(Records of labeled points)
# # #

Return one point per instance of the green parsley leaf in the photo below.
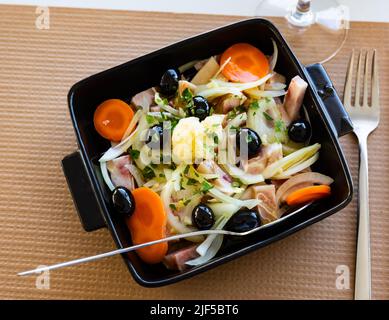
(267, 116)
(254, 105)
(191, 182)
(206, 186)
(134, 154)
(279, 126)
(187, 95)
(148, 173)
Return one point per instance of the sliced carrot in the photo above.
(148, 223)
(308, 194)
(247, 63)
(111, 119)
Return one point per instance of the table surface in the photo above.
(39, 224)
(360, 10)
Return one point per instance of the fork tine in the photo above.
(374, 81)
(358, 81)
(348, 85)
(365, 81)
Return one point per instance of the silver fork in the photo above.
(365, 118)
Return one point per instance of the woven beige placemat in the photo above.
(38, 223)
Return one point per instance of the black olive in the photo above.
(251, 139)
(200, 108)
(299, 130)
(203, 217)
(123, 201)
(155, 137)
(243, 220)
(169, 82)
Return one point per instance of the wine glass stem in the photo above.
(302, 15)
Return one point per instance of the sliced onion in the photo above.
(297, 168)
(251, 203)
(306, 177)
(242, 86)
(246, 178)
(218, 91)
(275, 86)
(135, 172)
(203, 248)
(274, 57)
(107, 179)
(258, 94)
(211, 252)
(133, 123)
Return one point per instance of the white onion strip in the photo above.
(306, 177)
(107, 179)
(132, 124)
(297, 168)
(273, 59)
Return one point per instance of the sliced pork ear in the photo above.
(228, 102)
(294, 97)
(277, 78)
(224, 180)
(183, 84)
(144, 99)
(268, 208)
(120, 175)
(284, 115)
(176, 260)
(269, 154)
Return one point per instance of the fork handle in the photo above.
(362, 272)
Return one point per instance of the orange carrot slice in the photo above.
(247, 63)
(148, 223)
(308, 194)
(111, 119)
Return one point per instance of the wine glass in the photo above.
(316, 30)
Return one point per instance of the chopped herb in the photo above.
(148, 172)
(187, 95)
(267, 116)
(134, 154)
(254, 105)
(173, 166)
(235, 184)
(206, 186)
(279, 126)
(235, 112)
(191, 182)
(150, 119)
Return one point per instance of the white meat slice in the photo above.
(229, 102)
(294, 97)
(177, 259)
(268, 155)
(120, 175)
(224, 182)
(144, 99)
(268, 208)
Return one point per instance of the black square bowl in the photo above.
(90, 194)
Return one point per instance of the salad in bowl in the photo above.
(220, 143)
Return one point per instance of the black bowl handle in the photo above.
(83, 192)
(341, 123)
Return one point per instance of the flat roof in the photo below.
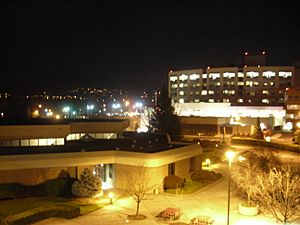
(45, 121)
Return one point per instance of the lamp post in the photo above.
(230, 156)
(298, 132)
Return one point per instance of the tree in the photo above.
(137, 186)
(244, 174)
(163, 118)
(279, 193)
(257, 130)
(88, 185)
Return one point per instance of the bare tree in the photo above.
(244, 174)
(137, 185)
(279, 193)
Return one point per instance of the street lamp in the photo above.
(298, 132)
(230, 156)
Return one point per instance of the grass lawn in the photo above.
(192, 187)
(16, 206)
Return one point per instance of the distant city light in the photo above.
(138, 105)
(66, 109)
(90, 107)
(116, 105)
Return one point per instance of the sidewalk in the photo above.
(210, 201)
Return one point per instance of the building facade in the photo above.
(37, 150)
(249, 85)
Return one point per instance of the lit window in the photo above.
(268, 74)
(173, 78)
(265, 92)
(214, 75)
(265, 100)
(240, 74)
(252, 74)
(228, 74)
(285, 74)
(194, 76)
(249, 83)
(183, 77)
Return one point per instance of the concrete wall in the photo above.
(31, 176)
(156, 175)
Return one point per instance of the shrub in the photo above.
(55, 187)
(173, 182)
(203, 176)
(40, 213)
(88, 186)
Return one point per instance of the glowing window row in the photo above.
(33, 142)
(78, 136)
(250, 74)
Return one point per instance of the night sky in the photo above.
(136, 44)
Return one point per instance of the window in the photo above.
(265, 100)
(183, 77)
(171, 169)
(285, 74)
(173, 78)
(192, 164)
(240, 74)
(194, 76)
(229, 75)
(214, 75)
(204, 92)
(268, 74)
(252, 74)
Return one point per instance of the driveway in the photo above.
(210, 201)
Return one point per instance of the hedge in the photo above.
(55, 187)
(40, 213)
(264, 143)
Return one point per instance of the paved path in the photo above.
(210, 201)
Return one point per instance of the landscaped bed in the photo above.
(30, 210)
(198, 180)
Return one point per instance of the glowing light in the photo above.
(90, 107)
(230, 156)
(66, 109)
(138, 105)
(116, 105)
(110, 195)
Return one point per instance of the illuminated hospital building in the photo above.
(249, 91)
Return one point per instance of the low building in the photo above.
(33, 151)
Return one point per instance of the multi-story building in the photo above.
(292, 100)
(249, 85)
(35, 150)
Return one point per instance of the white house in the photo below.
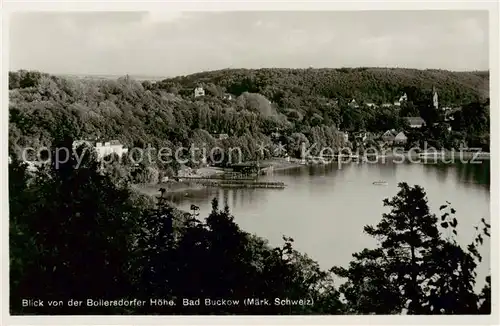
(353, 104)
(199, 91)
(400, 138)
(415, 122)
(435, 101)
(107, 148)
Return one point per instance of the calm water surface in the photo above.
(324, 208)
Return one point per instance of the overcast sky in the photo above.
(169, 44)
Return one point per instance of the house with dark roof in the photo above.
(400, 138)
(415, 122)
(389, 136)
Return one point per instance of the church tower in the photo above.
(435, 101)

# # #

*What needs to be done*
Print out the material word for word, omitting the pictures.

*Output of the exercise*
Return one point per instance of the green parsley leaf in the photo below.
(267, 116)
(254, 105)
(191, 182)
(206, 186)
(134, 154)
(279, 126)
(187, 95)
(148, 173)
Return one point per instance of the sliced carrot in the photo above.
(148, 223)
(308, 194)
(247, 63)
(111, 119)
Return one point per instance of the table surface in the photo above.
(39, 224)
(360, 10)
Return one point per instance of the fork tine in the photo above.
(374, 81)
(358, 81)
(348, 85)
(365, 81)
Return one point per instance of the silver fork in the photo above.
(365, 118)
Return one point per instance of the woven beige placemat in the photo above.
(38, 223)
Return one point per instance of the black olive in the photo above.
(251, 139)
(200, 108)
(299, 130)
(203, 217)
(123, 201)
(155, 137)
(243, 220)
(169, 82)
Return one point per instance of the wine glass stem in the photo above.
(302, 15)
Return one point per instance of the sliced onion in the photo above.
(297, 168)
(251, 203)
(306, 177)
(242, 86)
(246, 178)
(218, 91)
(275, 86)
(135, 172)
(203, 248)
(274, 57)
(107, 179)
(258, 94)
(211, 252)
(133, 123)
Return one point per instance of the white onion strip in the photo above.
(306, 177)
(107, 179)
(132, 124)
(297, 168)
(273, 59)
Return one point per instance of the sliced pork ear in the photo above.
(228, 102)
(294, 97)
(277, 78)
(224, 180)
(183, 84)
(144, 99)
(268, 208)
(120, 175)
(284, 115)
(176, 260)
(269, 154)
Return one point per instance of the fork handle in the photo above.
(362, 272)
Return one point per instance of the orange carrot slice in the photo above.
(247, 63)
(148, 223)
(308, 194)
(111, 119)
Return one point per instance of the wine glass in the photo above.
(316, 30)
Return one point per instance of the chopped herb in the photo above.
(148, 172)
(187, 95)
(267, 116)
(134, 154)
(254, 105)
(173, 166)
(235, 184)
(206, 186)
(279, 126)
(235, 112)
(191, 182)
(150, 119)
Return one point per instance of the white meat slice in the photo above.
(229, 102)
(294, 97)
(177, 259)
(268, 155)
(120, 175)
(224, 182)
(144, 99)
(268, 208)
Return one point per instance of the black square bowl in the photo above.
(90, 194)
Return one point per instance of the salad in bowl in the photo above.
(220, 143)
Return one point per instance of the black bowl handle in the photo above.
(83, 192)
(341, 123)
Return one point per instance of the flat roof in the photo below.
(45, 121)
Return one point per instance of the lamp post in the photo above.
(230, 156)
(298, 132)
Return one point per instance of the tree in the photo above.
(137, 186)
(244, 174)
(163, 118)
(279, 193)
(257, 130)
(88, 185)
Return one point per instance of the bare tree in the photo above.
(244, 174)
(137, 185)
(279, 193)
Return one point per instance of the street lamp in the photo above.
(298, 132)
(230, 156)
Return one point per instance of the grass lawn in the photo above.
(192, 187)
(16, 206)
Return one point per instance of the distant city light in the photo above.
(138, 105)
(66, 109)
(90, 107)
(116, 105)
Return one point per instance of the sidewalk in the photo above.
(210, 201)
Return one point per instance of the building facade in the photo above.
(37, 150)
(249, 85)
Return one point per instance of the lit window in the photo above.
(268, 74)
(173, 78)
(265, 92)
(214, 75)
(265, 100)
(240, 74)
(252, 74)
(228, 74)
(285, 74)
(194, 76)
(249, 83)
(183, 77)
Return one point per instance of the concrete wall in the photo above.
(31, 176)
(156, 175)
Return one point per instance of the shrub in the photo above.
(55, 187)
(173, 182)
(203, 176)
(40, 213)
(88, 186)
Return one point per instance of the glowing window row in the photo above.
(33, 142)
(78, 136)
(250, 74)
Return one point per instance of the night sky in the photo above.
(136, 44)
Return one point per instance of the window in the photo above.
(265, 100)
(183, 77)
(171, 169)
(285, 74)
(173, 78)
(192, 164)
(240, 74)
(194, 76)
(229, 75)
(214, 75)
(204, 92)
(268, 74)
(252, 74)
Return one point per instance of the driveway in the photo above.
(210, 201)
Return one point per instance of the hedge in the photo above.
(55, 187)
(40, 213)
(264, 143)
Return one point per instance of the paved path in the photo above.
(210, 201)
Return one point per instance of the landscaped bed in the photo above.
(30, 210)
(198, 180)
Return one point per instance of the glowing light in the photo above.
(90, 107)
(230, 156)
(66, 109)
(138, 105)
(116, 105)
(110, 195)
Return one point per instance of the illuminated hospital building in the photo above.
(249, 91)
Return one point per instance of the low building in the photo above.
(33, 151)
Return one point per instance of the multi-story building in the photo above.
(292, 100)
(249, 85)
(35, 150)
Return one point per instance of the white house in the photo below.
(353, 104)
(199, 91)
(400, 138)
(415, 122)
(435, 101)
(107, 148)
Return one point per instance of the calm water surface in the photo above.
(324, 208)
Return one point per instance of the overcast sky in the photo above.
(169, 44)
Return one point per instance of the house with dark roof in the photo above.
(400, 138)
(415, 122)
(389, 136)
Return one point per instance of the church tower in the photo above.
(435, 101)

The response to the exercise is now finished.